------ Kutipan ------

Jumat, 29 Mei 2009

HIDUP kita 'Nasib' atau 'Takdir'


Sangat menarik untuk melihat beberapa dari kita begitu yakin dengan 'nasib' buruk kita, atau 'takdir' kita untuk tidak sukses atau tidak berhasil di bidang kita. Apalagi seolah kalau kita melakukan sesuatu untuk lebih berhasil atau lebih sukses dari kondisi kita sekarang, berarti kita 'melawan' takdir atau nasib tadi. Lebih menarik lagi, beberapa kita merasa tidak menginginkan hal-hal lebih baik untuk kita, karena menurut kita 'takdir' kita adalah apa yang sedang kita hidupi dan nikmati sekarang. Bahkan, walau sejarah sudah membuktikan berkali-kali betapa orang-orang tertentu melewati batas normal dan menghasilkan yang luar biasa sekalipun, kita hanya sampai batas kagum, dan bergumam, "Itu memang sudah 'takdir' mereka!"
Yang jadi pertanyaan khas NLP adalah: darimana kita tahu bahwa itu 'takdir' kita? Bagaimana kita sampai pada kesimpulan bahwa itu adalah 'nasib' kita? Bagaimana pula kita yakin mengenai takdir orang lain?

Oke, mari kita lihat beberapa kemungkinan.

------ Masukan Latihan ------

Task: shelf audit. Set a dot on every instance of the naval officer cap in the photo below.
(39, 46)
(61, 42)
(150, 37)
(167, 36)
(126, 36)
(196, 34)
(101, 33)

------

Tugas dan Latihan |
(1) Ulangi kata demi kata bagian kutipan tentang nasib dan takdir, mulai dari "Yang jadi pertanyaan" dan berakhir pada "lihat beberapa kemungkinan.".
(2) Tukar "naval officer cap" dengan "captain's hat" di seluruh daftar, lalu tuliskan daftar itu kembali tanpa perubahan lain.
Kutipan dan daftar ini diambil dari sumber yang berlainan.

Jawaban Tiap Tugas |
(1)
Yang jadi pertanyaan khas NLP adalah: darimana kita tahu bahwa itu 'takdir' kita? Bagaimana kita sampai pada kesimpulan bahwa itu adalah 'nasib' kita? Bagaimana pula kita yakin mengenai takdir orang lain?

Oke, mari kita lihat beberapa kemungkinan.

(2)
Task: shelf audit. Set a dot on every instance of the captain's hat in the photo below.
(39, 46)
(61, 42)
(150, 37)
(167, 36)
(126, 36)
(196, 34)
(101, 33)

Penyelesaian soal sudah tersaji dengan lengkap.